▶ Exercise directions: Your copy must hold all of the data below, unchanged and without images.

▶ Input records:
%%

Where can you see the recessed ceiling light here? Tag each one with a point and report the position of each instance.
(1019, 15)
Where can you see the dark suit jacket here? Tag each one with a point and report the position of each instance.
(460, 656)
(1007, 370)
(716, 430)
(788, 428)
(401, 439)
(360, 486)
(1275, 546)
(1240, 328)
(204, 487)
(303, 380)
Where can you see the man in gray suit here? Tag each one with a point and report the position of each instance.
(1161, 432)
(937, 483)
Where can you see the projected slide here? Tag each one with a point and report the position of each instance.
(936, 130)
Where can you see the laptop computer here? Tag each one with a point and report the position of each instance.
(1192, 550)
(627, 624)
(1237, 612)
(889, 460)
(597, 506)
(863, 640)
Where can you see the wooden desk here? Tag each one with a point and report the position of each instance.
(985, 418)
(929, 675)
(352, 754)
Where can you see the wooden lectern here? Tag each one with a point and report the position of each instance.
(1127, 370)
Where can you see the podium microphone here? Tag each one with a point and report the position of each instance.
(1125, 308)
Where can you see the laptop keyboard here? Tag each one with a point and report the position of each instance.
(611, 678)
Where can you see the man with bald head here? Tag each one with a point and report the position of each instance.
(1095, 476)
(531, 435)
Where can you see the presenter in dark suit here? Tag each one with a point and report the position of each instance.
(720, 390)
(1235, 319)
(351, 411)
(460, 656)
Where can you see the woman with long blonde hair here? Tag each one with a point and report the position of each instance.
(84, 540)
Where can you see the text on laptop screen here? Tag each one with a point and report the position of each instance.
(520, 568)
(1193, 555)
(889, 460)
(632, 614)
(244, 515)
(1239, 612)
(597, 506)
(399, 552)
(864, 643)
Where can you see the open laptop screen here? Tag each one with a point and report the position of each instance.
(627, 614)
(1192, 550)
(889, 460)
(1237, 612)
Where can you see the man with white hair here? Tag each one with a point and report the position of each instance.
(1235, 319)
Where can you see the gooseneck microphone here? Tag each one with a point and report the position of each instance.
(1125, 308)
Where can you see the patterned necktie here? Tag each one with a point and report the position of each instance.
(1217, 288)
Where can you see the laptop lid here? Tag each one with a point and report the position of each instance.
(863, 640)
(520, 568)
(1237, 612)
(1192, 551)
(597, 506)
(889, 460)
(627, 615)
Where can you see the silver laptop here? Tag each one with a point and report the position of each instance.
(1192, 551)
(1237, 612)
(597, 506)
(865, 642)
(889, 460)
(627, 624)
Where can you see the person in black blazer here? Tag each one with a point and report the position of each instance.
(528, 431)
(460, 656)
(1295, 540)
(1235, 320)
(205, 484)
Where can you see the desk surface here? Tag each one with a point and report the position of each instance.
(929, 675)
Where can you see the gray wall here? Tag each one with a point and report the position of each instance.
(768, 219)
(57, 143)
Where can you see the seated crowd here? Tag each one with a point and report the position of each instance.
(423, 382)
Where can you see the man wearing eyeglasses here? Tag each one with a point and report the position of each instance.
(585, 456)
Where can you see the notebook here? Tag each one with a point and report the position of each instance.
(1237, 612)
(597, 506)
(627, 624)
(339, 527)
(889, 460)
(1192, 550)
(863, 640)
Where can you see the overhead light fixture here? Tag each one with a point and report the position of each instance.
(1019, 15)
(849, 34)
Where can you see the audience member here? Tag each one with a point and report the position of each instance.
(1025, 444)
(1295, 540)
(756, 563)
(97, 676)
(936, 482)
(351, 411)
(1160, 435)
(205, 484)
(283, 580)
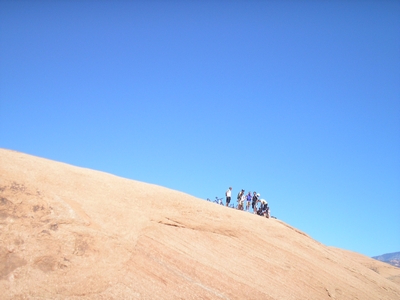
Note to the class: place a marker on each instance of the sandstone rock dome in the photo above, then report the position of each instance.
(74, 233)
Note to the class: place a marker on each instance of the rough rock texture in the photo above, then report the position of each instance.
(73, 233)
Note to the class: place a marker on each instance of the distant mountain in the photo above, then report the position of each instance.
(390, 258)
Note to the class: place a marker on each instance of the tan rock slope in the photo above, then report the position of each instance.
(74, 233)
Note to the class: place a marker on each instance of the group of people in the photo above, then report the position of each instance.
(245, 200)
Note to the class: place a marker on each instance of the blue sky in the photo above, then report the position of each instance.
(297, 100)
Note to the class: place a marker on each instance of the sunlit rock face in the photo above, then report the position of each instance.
(74, 233)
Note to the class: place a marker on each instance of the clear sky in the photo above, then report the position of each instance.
(297, 100)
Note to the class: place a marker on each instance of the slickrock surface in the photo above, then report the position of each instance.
(74, 233)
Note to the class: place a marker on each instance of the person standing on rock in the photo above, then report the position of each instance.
(248, 198)
(228, 195)
(254, 202)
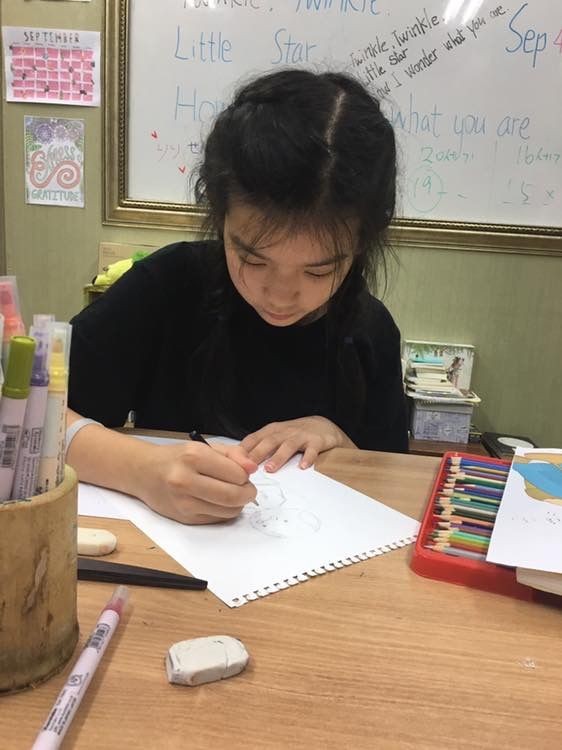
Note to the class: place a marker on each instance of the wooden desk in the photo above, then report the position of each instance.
(438, 448)
(371, 656)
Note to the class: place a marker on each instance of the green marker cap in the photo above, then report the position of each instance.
(20, 362)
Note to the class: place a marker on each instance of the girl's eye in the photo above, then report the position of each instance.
(247, 262)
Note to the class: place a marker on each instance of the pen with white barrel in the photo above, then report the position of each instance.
(51, 465)
(15, 392)
(27, 466)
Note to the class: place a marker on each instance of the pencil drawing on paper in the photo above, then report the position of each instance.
(276, 517)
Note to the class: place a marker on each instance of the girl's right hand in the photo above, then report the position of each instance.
(195, 483)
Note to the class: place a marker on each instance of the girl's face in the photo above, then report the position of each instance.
(285, 277)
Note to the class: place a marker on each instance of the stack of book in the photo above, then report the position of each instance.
(437, 380)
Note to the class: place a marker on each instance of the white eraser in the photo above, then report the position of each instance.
(95, 542)
(200, 660)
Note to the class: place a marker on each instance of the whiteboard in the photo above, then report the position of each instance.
(473, 89)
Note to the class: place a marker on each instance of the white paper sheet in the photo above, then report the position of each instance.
(305, 524)
(528, 528)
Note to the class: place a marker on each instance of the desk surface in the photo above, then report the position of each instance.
(370, 656)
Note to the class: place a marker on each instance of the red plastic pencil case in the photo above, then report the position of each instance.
(478, 574)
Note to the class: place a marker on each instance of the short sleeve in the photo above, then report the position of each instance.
(386, 426)
(111, 341)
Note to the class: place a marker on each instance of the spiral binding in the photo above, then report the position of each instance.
(326, 568)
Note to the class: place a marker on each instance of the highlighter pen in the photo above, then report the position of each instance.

%%

▶ Answer to this problem:
Where can you see the recessed ceiling light here? Tag each one with a point and report the position of each instance.
(1019, 15)
Where can you see the dark suit jacket here? Tag each one with a point and report the position of each instance.
(460, 656)
(1007, 370)
(716, 430)
(788, 428)
(401, 439)
(360, 486)
(1275, 546)
(1240, 328)
(204, 487)
(303, 380)
Where can you see the man in gray suit here? Tag each one with a point and report the position of each instance.
(1161, 432)
(937, 483)
Where can you see the projected slide here? Tag each one with a point and report the position of each instance.
(936, 130)
Where can you see the laptop computer here? Tag each one with a point and report the position of each instance.
(1192, 550)
(627, 624)
(1237, 612)
(889, 460)
(597, 506)
(863, 640)
Where can you see the wooden desk here? Tag each one with a point and report the position of each instance.
(985, 418)
(929, 675)
(352, 754)
Where can you see the wooden lectern here? Tag each one with a point and report the position of each instance.
(1127, 370)
Where can you see the podium microphone here? Tag each one with a point and report the position of each instance.
(1125, 308)
Where can you see the laptop keyboard here? Tag each one with a point and report the position of each instance.
(611, 678)
Where can you see the man with bald head here? Tag each one with a point and report the position of each instance.
(1095, 476)
(531, 435)
Where can you see the presenter in dark suit here? Tag each one with a point and report the position of each instance.
(720, 390)
(1235, 319)
(351, 411)
(460, 656)
Where can you see the woman with long blonde hair here? Tag each one with a point and report the position of each instance.
(84, 540)
Where can you see the text on laptop screen here? Tag each one with a point and report the position of each instance.
(520, 568)
(1193, 555)
(889, 460)
(632, 614)
(244, 515)
(1239, 612)
(597, 506)
(399, 552)
(864, 643)
Where can you see the open laptop screen here? Tag each one with a point and report the position of each instance.
(627, 614)
(1192, 550)
(889, 460)
(1237, 612)
Where can you see the man with white hair here? Tag each one with a point and report the position of each instance.
(1235, 319)
Where can you see the gooseneck microphone here? Tag each one with a point and report the position of each instance.
(1125, 308)
Where can you see the patterned necktie here? Tag each one with a point and report the position of each instance.
(1217, 288)
Where can you see the laptop lid here? Tag each one with a point and report the position of each instance.
(863, 640)
(520, 568)
(1237, 612)
(1192, 551)
(597, 506)
(889, 460)
(627, 615)
Where can you see the silver laptop here? Tag each one with a point and report the position of each instance.
(1192, 551)
(1237, 612)
(597, 506)
(865, 642)
(889, 460)
(627, 624)
Where can you see the person in black blazer here? Tag each one with a point and report the position of each instance.
(528, 431)
(460, 656)
(1295, 540)
(1235, 320)
(205, 484)
Where can you see the desk surface here? Tag each one with a point and report the position of each instance.
(929, 675)
Where can you see the gray wall here? Tag each one with a point and report the position of each instance.
(768, 219)
(57, 143)
Where can you see the seated crowd here? Tag each one with a point and report the position of each instance.
(423, 382)
Where can you see the man wearing eyeglasses here? Tag each one with a point and report the position of each instance.
(585, 456)
Where can you see the notebook here? Tag each one with a point and report the position of each instance.
(1237, 612)
(597, 506)
(627, 624)
(339, 527)
(889, 460)
(1192, 550)
(863, 640)
Where can you see the overhead light fixture here? Tag each one with a point and report the position of each instance.
(1019, 15)
(849, 34)
Where can you see the audience member here? Tag each one with a point and report the position of each instance.
(1025, 444)
(1295, 540)
(756, 563)
(97, 676)
(936, 482)
(351, 411)
(1160, 435)
(205, 484)
(283, 580)
Note to the class: place a marker on each instance of the sandstone rock dome in the photo above, then report the position of each instance.
(74, 233)
Note to the class: place a marker on each instance of the rough rock texture in the photo above, then report the position of each instance.
(73, 233)
Note to the class: place a marker on each instance of the distant mountain in the photo above, then report the position of each instance.
(390, 258)
Note to the class: place a marker on each instance of the tan rock slope in the photo above, then report the position of each instance.
(74, 233)
Note to the class: place a marker on each instance of the group of people in the photo above, then report the position of each instance.
(245, 200)
Note to the class: place a marker on each instance of the blue sky in the photo above, then report the position of each instance.
(297, 100)
Note to the class: place a marker on each instance of the sunlit rock face in the photo above, then report the position of each instance.
(74, 233)
Note to the class: place a marker on each instance of the clear sky in the photo above, then report the position of each instance.
(297, 100)
Note to the class: place a marker on each instance of the slickrock surface in the photo above, then report the position of each instance.
(74, 233)
Note to the class: place a marker on each instance of the person standing on rock in the photo above, then report the position of each instance.
(248, 198)
(228, 195)
(254, 202)
Note to the class: place a marker on each instance of the wooden desk in the photo above, then report the position of each instance.
(438, 448)
(371, 656)
Note to the class: place a marker on each instance of the green marker cap in the photo above, then report the position of each instance.
(20, 362)
Note to the class: place a marker on each instance of the girl's eye in the photo above, then report the position of each instance.
(247, 262)
Note to the class: place a marker on each instance of the pen with white barrel in the photo above, then report the position of each instance.
(51, 465)
(15, 392)
(27, 466)
Note to the class: place a marker on each instance of the pencil drawing on paper in the photo above, then report the position of each instance.
(276, 517)
Note to the class: place a marker on each instance of the girl's right hand in the photo above, then report the position of each instance.
(195, 483)
Note to the class: place a marker on each instance of the girl's face in the photo above, then report the position of each instance.
(285, 277)
Note to the class: place a marker on each instance of the stack of book in the photo above, then report the position of each instance.
(437, 380)
Note to the class: place a marker on each instance of the white eraser in the photo above, then report the position of each instance.
(95, 542)
(200, 660)
Note to the class: place a marker on each instance of the whiteboard in the photo above, then report the position of each instance.
(473, 89)
Note to the class: place a marker on each instance of the white paper sheet in the photo above, then report the position of each instance.
(305, 524)
(528, 528)
Note to the class: place a marker on each instance of the desk surface in the photo above, then report the position of each instance.
(370, 656)
Note to the class: place a marker on each instance of the red plastic pencil case in the photo above, then report the position of each instance.
(478, 574)
Note to the class: place a marker on each instance of the short sleeve in the photo above, then report the position of each instance.
(386, 426)
(111, 341)
Note to the class: place a marker on each instance of the spiral binding in the photo above, then report the position of each instance.
(326, 568)
Note to the class: place a marker on each instance of the highlighter pen in the photo above, then report the position of each instance.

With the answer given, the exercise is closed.